◆ **Reto**
Reproduce todas estas líneas sin alterar ni un solo carácter.

◆ **Datos guardados**
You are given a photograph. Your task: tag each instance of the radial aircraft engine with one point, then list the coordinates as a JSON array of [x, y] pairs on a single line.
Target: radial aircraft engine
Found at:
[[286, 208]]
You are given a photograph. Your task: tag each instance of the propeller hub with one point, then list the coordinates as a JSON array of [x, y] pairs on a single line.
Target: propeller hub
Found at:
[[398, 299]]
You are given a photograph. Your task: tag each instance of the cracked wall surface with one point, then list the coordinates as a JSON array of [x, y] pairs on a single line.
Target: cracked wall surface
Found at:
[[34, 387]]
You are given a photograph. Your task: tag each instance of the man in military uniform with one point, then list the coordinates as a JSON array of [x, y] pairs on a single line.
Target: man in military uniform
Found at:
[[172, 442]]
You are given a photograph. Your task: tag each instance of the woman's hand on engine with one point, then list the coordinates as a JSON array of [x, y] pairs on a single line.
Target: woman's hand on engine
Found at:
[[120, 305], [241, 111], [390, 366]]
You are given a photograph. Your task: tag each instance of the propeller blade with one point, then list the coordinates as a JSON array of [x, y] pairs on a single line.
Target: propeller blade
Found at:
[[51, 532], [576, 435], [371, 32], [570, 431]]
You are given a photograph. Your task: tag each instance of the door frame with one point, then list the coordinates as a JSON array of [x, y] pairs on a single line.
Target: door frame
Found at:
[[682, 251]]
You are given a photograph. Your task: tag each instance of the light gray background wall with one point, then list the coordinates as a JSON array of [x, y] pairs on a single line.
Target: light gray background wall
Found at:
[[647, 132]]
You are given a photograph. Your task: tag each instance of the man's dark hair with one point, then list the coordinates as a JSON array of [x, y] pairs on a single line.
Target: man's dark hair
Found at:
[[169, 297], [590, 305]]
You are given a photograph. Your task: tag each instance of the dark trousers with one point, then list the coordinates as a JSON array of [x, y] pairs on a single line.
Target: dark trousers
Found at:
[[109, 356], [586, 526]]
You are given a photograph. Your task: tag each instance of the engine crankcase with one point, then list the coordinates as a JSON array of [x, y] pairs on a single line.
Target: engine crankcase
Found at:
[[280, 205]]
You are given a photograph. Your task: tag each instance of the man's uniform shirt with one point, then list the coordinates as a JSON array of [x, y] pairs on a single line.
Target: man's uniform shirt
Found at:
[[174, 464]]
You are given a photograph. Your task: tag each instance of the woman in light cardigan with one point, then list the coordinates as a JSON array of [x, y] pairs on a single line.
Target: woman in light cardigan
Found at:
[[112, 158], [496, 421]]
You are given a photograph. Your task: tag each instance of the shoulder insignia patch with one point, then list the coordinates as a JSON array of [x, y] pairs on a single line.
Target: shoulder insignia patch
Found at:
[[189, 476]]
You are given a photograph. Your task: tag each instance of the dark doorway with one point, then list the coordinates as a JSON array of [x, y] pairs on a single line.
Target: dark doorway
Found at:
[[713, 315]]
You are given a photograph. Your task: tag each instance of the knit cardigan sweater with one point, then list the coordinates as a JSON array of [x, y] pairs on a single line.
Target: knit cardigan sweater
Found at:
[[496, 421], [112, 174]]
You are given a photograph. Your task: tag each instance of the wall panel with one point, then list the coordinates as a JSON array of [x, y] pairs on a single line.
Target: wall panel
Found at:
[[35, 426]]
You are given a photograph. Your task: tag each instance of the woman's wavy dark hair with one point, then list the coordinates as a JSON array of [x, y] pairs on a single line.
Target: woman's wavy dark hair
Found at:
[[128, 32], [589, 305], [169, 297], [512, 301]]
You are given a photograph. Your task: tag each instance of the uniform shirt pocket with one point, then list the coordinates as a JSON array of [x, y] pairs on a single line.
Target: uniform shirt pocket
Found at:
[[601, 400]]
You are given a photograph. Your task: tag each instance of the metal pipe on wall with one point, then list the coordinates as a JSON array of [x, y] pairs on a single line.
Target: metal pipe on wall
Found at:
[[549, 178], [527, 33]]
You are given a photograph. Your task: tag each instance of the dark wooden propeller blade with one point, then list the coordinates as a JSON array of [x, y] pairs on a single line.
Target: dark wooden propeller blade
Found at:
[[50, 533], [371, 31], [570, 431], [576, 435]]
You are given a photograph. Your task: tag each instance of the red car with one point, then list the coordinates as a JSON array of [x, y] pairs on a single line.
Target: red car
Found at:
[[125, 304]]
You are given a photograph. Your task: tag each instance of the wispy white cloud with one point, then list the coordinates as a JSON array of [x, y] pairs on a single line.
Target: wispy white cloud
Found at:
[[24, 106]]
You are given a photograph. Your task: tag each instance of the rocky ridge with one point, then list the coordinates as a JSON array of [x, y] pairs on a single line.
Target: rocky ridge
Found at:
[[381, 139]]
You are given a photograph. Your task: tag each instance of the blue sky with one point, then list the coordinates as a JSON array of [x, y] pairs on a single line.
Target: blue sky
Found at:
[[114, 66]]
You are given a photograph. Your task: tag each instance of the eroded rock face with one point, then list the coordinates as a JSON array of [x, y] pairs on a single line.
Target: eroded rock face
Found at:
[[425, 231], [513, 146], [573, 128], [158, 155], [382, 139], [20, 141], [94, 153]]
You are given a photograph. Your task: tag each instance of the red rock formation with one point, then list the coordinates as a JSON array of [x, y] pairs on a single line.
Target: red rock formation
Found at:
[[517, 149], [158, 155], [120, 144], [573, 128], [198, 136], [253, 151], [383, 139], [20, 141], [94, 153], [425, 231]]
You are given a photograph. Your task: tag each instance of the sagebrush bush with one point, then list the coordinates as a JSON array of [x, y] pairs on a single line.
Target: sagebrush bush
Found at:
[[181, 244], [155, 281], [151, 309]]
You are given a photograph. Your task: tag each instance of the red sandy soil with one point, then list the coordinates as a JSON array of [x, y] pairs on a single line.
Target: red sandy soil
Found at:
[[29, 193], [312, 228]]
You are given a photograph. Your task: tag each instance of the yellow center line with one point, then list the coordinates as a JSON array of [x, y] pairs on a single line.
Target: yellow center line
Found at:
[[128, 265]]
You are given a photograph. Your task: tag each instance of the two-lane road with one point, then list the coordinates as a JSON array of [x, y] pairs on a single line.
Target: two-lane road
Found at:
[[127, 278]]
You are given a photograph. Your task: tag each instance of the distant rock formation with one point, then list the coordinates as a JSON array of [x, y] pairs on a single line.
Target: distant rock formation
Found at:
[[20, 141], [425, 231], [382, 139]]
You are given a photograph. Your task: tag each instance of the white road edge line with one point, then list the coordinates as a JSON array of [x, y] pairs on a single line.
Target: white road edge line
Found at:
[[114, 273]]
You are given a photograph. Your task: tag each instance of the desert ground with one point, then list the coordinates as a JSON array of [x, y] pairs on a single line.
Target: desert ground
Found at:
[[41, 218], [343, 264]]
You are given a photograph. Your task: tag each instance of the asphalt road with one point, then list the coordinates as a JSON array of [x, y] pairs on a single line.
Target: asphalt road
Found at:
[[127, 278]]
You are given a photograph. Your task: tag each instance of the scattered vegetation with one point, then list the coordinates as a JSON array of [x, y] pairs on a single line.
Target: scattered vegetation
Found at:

◆ **Resultado del ejercicio**
You are given a photograph. Your task: tag each instance of the radial aircraft engine with one point, then list the coordinates as a JSON array of [x, y] pairs on a single line.
Target: radial aircraft engine
Found at:
[[286, 208]]
You are given a photograph. Your task: tag each instance of the propeller hub with one point, then list the coordinates as a JSON array of [x, y] pairs on a single line.
Target: propeller hub
Found at:
[[398, 299]]
You are given a photograph. Your task: tag each instance of the cracked wall surface with one point, then list the coordinates as a JSON array of [x, y] pairs on a single line.
Target: cracked wall surface
Found at:
[[34, 387]]
You are given a photograph. Your task: tag each instance of the man in military uniform with one point, then list the coordinates as a JSON array of [x, y] pairs on a single line.
Target: man in military uniform
Found at:
[[172, 442]]
You are given a photograph. Your task: tag each instance of the woman's hand on engine with one point, then list the coordinates as a JSON array of [x, y] pairs on a single line.
Target: woman's hand on engine
Found at:
[[120, 305], [241, 111], [390, 366]]
You are given a photograph. Your task: tag each instance of the propeller blade with one point, then list the coordinates as a JSON array of [x, y] pairs on a single line.
Target: propeller blade
Found at:
[[51, 532], [576, 435], [371, 32], [570, 431]]
You are given a photograph. Your task: tag each instance of the door frame with one point, then list the coordinates as a JSON array of [x, y] pairs on a single line.
Target: door frame
Found at:
[[682, 251]]
You are given a photograph. Your task: tag each instance of the light gray background wall with one point, then list the coordinates as a JSON array of [x, y] pairs on a single line.
Target: light gray background wall
Found at:
[[647, 132]]
You are given a photograph. Your task: tag each instance of the man's dark hair with one point, then list the coordinates as a JSON array of [x, y] pairs on a single line.
Target: man's dark hair
Found at:
[[169, 297], [590, 305]]
You are given a photograph. Your task: tag each instance of the dark trousers with one point, then list the coordinates as a JSON array of [x, y] pairs on a single line.
Target: dark trousers
Found at:
[[109, 356], [586, 526]]
You are given a photograph. Your task: tag each instance of the engine crankcase with one point, then list the coordinates as a JSON array of [x, y] pairs on a single line.
Target: engine crankcase
Found at:
[[280, 205]]
You are given a photograph. Your task: tag each instance of the man's uniform shirt with one point, then list the coordinates as a JSON array of [x, y] pairs on a single line.
Target: man's uniform shirt
Found at:
[[174, 464]]
You are given a photograph. Your task: tag each instance of the woman in light cardigan with one point, then list the coordinates as a JSON array of [x, y] pairs on a single line.
Target: woman in light cardigan
Found at:
[[112, 158], [496, 421]]
You are given a photograph. Your task: tag each instance of the shoulder insignia patch with one point, then list the coordinates as a JSON array of [x, y] pairs on a single line.
Target: shoulder insignia patch
Found at:
[[189, 476]]
You are given a photograph. Your task: tag each instance of the dark doorway with one point, then list the coordinates as a JSON array of [x, y] pairs on a single line.
Target: dark doorway
Found at:
[[713, 315]]
You are given a photograph. Your task: tag each instance of the knit cardigan sweater with one point, then list the coordinates as a JSON array of [x, y] pairs on a single line.
Target: knit cardigan sweater
Found at:
[[496, 421], [112, 174]]
You are given a photograph. Your task: tag each instance of the wall panel with one point, then list the coordinates as a JSON array of [x, y] pairs on a single line.
Target: wall panel
Found at:
[[35, 426]]
You are given a photograph. Your task: tag each instance of the woman's wavy dark hair with one point, then list the coordinates as a JSON array of [x, y] pairs on a single line.
Target: woman's wavy dark hair
Found at:
[[128, 32], [589, 305], [169, 297], [512, 301]]
You are given a photograph. Your task: tag each instance of the uniform shirt pocket with one point, then list the coordinates as a JSON array of [x, y] pairs on a single line.
Target: uniform shirt pocket
Found at:
[[601, 400]]
You are given a photograph. Your task: tag each instance of the metal pipe on wall with one point, then list the coordinates as a JSON array of [x, y] pairs on a single line.
Target: metal pipe on wall
Found at:
[[549, 178], [527, 33]]
You are given a photograph. Your task: tag each instance of the dark wooden propeller blade with one point, then list the coordinates as a JSON array of [x, y] pairs on a single line.
Target: dark wooden propeller blade
Found at:
[[50, 533], [371, 31], [570, 431], [576, 435]]
You are given a photograph. Your task: tag each instance of the red car with one point, then list the coordinates as a JSON array of [x, y] pairs on a single line.
Target: red car
Found at:
[[125, 304]]
You are given a photograph. Your task: tag each instance of the wispy white cloud with one point, then list the coordinates as a JSON array of [x, y] pairs on a single line.
Target: wispy white cloud
Found at:
[[24, 106]]
You are given a photograph. Your task: tag each instance of the rocky ridge with one point, then list the coordinates as a JSON array of [x, y] pairs on a single line.
Target: rocky ridge
Found at:
[[381, 139]]
You are given a photograph. Your task: tag each instance of the blue sky with one point, then list the coordinates as a JSON array of [x, y] pairs on a single line.
Target: blue sky
Found at:
[[114, 66]]
You are given a photograph. Your task: tag each instance of the eroded rock face with one point, then list the coordinates as a JSON array of [x, y] pairs on a single line.
Target: eroded rock face
Found at:
[[425, 231], [513, 146], [573, 128], [158, 155], [382, 139], [20, 141], [94, 153]]
You are given a photograph. Your task: tag each instance of the red rock formation with one point, then list the coordinates as a JSON array of [x, y] pairs on a single line.
Target: red rock formation
Found at:
[[517, 149], [158, 155], [120, 144], [573, 128], [198, 136], [253, 151], [383, 139], [20, 141], [94, 153], [425, 231]]
You are given a photograph. Your task: tag each instance of the sagebrush bush with one point, then list the coordinates as a JSON array of [x, y] pairs on a single line.
Target: sagebrush bush
Found at:
[[181, 244], [155, 281], [151, 309]]
You are given a photograph. Your task: tag each instance of the red sandy soil with one point, then list the coordinates as a JSON array of [x, y] pairs on a single line.
Target: red sandy soil
Found at:
[[29, 193], [312, 228]]
You are given a photograph. Your task: tag each instance of the yellow center line with one point, then list the coordinates as a JSON array of [x, y] pairs on a single line.
Target: yellow center line
Found at:
[[128, 265]]
You are given a photograph. Your task: tag each instance of the two-lane road with one point, then list the coordinates as a JSON array of [x, y] pairs on a single line.
Target: two-lane road
Found at:
[[127, 278]]
You are given a photograph. Your task: tag each instance of the distant rock formation with one point, then list the coordinates as a JSON array of [x, y] pairs on a single line.
Target: distant rock formation
Found at:
[[20, 141], [425, 231], [382, 139]]
You are given a photograph. Your task: tag each instance of the white road edge line with one point, then list the coordinates as a JSON array of [x, y] pairs on a single line.
Target: white road edge line
Found at:
[[114, 273]]
You are given a photograph. Your task: tag each instance of the desert ground with one point, then list the coordinates as a JSON array of [x, y] pairs on a single line.
Target: desert ground
Found at:
[[41, 218], [343, 264]]
You are given a photograph. Your task: tag each instance of the asphalt road with one point, then list the coordinates as a JSON array of [x, y] pairs on a single line.
Target: asphalt road
Found at:
[[127, 278]]
You are given a photograph. Your task: tag each instance of the scattered vegetation with one point, then list the coordinates as a JSON array of [x, y] pairs on a single line.
Target: scattered vegetation
Found at:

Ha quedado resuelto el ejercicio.